EXERCISE INSTRUCTIONS: Exactly the lines from the one with "Could you please indicate the window" to the end of the entries should appear in your answer, retyped word for word.

══ SUPPLIED ENTRIES

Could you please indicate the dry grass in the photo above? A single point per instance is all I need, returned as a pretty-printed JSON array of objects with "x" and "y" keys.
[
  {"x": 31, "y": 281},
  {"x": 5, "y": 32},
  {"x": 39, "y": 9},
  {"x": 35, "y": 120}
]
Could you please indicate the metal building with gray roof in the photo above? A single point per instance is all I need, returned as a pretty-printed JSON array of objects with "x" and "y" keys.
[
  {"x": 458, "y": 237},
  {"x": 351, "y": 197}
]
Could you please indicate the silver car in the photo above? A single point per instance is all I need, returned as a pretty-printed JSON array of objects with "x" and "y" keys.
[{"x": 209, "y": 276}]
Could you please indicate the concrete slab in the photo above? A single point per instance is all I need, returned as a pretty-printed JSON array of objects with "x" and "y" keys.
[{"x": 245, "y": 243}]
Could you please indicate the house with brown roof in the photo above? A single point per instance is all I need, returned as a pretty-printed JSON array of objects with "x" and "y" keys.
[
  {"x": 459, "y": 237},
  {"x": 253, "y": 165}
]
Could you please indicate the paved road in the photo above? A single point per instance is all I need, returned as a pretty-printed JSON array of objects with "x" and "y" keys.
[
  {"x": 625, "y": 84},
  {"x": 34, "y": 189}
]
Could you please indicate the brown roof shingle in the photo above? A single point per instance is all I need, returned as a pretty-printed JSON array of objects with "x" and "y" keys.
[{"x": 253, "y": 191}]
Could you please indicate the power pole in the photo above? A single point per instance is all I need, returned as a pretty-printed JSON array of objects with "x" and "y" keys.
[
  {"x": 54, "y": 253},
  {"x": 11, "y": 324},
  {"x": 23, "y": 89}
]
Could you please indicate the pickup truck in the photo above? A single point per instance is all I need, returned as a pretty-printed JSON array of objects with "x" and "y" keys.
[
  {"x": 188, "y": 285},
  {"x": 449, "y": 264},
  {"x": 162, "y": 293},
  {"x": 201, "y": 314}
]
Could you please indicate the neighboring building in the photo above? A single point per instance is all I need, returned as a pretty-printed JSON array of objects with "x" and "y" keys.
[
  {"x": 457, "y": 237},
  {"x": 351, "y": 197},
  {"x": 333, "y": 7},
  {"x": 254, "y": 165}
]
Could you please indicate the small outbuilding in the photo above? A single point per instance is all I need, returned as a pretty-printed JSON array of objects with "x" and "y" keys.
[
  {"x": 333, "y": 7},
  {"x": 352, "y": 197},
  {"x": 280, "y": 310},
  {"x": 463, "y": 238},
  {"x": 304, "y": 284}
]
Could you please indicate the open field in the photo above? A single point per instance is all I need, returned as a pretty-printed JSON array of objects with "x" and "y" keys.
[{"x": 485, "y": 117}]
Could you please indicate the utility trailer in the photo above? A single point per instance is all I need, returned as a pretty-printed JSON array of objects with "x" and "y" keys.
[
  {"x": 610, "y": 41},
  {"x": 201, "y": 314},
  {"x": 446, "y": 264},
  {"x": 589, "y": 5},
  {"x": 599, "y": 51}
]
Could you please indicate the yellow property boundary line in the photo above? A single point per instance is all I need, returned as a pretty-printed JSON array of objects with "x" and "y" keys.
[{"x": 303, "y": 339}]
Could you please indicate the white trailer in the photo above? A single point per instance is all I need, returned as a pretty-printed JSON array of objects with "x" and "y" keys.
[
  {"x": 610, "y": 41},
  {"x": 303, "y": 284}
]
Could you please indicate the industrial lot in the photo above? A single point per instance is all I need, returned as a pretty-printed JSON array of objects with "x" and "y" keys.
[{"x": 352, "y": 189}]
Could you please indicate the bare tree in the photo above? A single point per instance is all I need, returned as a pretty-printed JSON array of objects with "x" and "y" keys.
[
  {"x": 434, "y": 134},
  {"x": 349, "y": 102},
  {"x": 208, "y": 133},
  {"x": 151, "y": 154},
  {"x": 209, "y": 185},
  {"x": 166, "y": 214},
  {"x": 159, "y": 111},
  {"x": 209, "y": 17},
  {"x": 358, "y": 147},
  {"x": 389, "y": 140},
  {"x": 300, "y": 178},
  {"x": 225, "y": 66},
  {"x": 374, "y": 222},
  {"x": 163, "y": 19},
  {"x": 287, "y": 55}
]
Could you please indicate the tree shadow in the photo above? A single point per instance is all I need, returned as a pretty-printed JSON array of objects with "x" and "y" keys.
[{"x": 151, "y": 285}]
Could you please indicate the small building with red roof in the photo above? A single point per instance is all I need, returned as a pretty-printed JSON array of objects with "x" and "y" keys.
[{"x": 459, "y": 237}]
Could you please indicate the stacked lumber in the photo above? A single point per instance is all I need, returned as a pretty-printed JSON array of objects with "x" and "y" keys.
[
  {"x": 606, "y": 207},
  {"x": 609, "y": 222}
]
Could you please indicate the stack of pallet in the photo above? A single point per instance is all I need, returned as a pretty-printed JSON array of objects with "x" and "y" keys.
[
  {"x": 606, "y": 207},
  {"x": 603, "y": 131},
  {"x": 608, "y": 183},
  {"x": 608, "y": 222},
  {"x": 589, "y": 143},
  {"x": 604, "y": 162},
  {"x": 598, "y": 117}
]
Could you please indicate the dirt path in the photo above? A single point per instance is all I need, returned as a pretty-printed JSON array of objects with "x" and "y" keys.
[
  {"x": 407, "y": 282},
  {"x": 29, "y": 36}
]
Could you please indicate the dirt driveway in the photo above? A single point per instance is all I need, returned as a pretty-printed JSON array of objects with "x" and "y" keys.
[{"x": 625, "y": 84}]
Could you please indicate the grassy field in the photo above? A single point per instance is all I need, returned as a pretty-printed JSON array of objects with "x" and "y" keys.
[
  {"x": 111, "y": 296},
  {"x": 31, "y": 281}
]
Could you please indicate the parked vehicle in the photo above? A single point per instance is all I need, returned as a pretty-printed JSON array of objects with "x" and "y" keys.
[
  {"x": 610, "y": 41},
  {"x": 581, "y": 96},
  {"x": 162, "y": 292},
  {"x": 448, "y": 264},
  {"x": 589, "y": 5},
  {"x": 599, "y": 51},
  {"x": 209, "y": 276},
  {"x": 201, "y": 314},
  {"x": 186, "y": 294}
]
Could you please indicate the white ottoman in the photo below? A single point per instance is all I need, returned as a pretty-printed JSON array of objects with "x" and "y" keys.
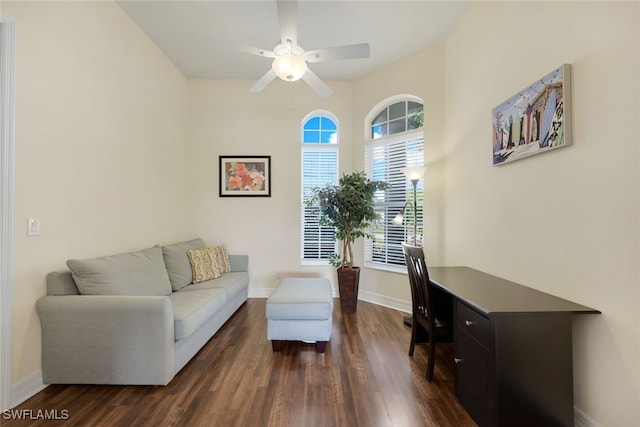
[{"x": 300, "y": 309}]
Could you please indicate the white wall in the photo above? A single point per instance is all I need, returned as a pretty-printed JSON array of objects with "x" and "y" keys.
[
  {"x": 567, "y": 221},
  {"x": 100, "y": 148},
  {"x": 227, "y": 119}
]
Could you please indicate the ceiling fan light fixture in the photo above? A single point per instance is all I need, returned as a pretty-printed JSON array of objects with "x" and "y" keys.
[{"x": 289, "y": 67}]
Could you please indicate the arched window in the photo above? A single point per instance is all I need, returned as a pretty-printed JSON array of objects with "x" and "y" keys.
[
  {"x": 394, "y": 142},
  {"x": 319, "y": 168}
]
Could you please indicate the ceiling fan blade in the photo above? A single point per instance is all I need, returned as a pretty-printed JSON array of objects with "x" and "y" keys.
[
  {"x": 288, "y": 18},
  {"x": 316, "y": 84},
  {"x": 236, "y": 46},
  {"x": 263, "y": 81},
  {"x": 352, "y": 51}
]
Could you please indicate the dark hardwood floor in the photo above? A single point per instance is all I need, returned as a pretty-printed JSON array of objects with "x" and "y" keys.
[{"x": 365, "y": 378}]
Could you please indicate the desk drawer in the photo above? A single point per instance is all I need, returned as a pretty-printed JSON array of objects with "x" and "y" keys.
[{"x": 474, "y": 324}]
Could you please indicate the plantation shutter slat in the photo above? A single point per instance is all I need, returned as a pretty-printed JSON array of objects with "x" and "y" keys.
[
  {"x": 384, "y": 159},
  {"x": 319, "y": 168}
]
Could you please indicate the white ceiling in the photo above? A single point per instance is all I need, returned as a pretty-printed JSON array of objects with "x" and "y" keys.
[{"x": 393, "y": 29}]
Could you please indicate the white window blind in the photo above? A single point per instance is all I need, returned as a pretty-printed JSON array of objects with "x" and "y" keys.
[
  {"x": 319, "y": 169},
  {"x": 384, "y": 159}
]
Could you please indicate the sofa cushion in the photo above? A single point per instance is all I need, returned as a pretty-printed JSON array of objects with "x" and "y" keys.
[
  {"x": 203, "y": 266},
  {"x": 220, "y": 257},
  {"x": 135, "y": 273},
  {"x": 192, "y": 309},
  {"x": 234, "y": 283},
  {"x": 177, "y": 262}
]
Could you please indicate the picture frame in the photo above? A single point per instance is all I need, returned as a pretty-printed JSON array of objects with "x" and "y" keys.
[
  {"x": 535, "y": 120},
  {"x": 245, "y": 176}
]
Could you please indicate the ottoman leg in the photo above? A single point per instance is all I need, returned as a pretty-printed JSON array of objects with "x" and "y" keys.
[
  {"x": 276, "y": 345},
  {"x": 320, "y": 346}
]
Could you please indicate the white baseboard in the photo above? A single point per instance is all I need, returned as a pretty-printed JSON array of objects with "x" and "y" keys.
[
  {"x": 580, "y": 419},
  {"x": 26, "y": 388},
  {"x": 386, "y": 301}
]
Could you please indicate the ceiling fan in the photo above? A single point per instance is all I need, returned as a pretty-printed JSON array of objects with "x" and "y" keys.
[{"x": 289, "y": 59}]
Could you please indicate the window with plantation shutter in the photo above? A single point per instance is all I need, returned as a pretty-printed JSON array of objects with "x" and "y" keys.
[
  {"x": 396, "y": 142},
  {"x": 319, "y": 168}
]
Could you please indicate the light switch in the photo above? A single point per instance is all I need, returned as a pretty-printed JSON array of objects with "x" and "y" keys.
[{"x": 33, "y": 226}]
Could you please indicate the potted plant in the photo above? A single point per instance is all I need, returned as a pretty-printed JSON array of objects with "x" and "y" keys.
[{"x": 348, "y": 208}]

════

SOLUTION BELOW:
Could you please indicate the window with plantation shutter in the photo above? A single point per instance is all I need, returned as a pretty-printed JSON array of objects with "x" and "y" keys.
[
  {"x": 396, "y": 142},
  {"x": 319, "y": 168}
]
Could you please indicate the light switch in the photo above? A single point per instance is all I need, returned as a pretty-printed JSON array of objects with "x" and "y" keys.
[{"x": 33, "y": 226}]
Could you please indicate the potted plant in the photo above? A single point per instance is all I need, returned as a pretty-printed JSON array of objects with "x" and "y" keys.
[{"x": 348, "y": 208}]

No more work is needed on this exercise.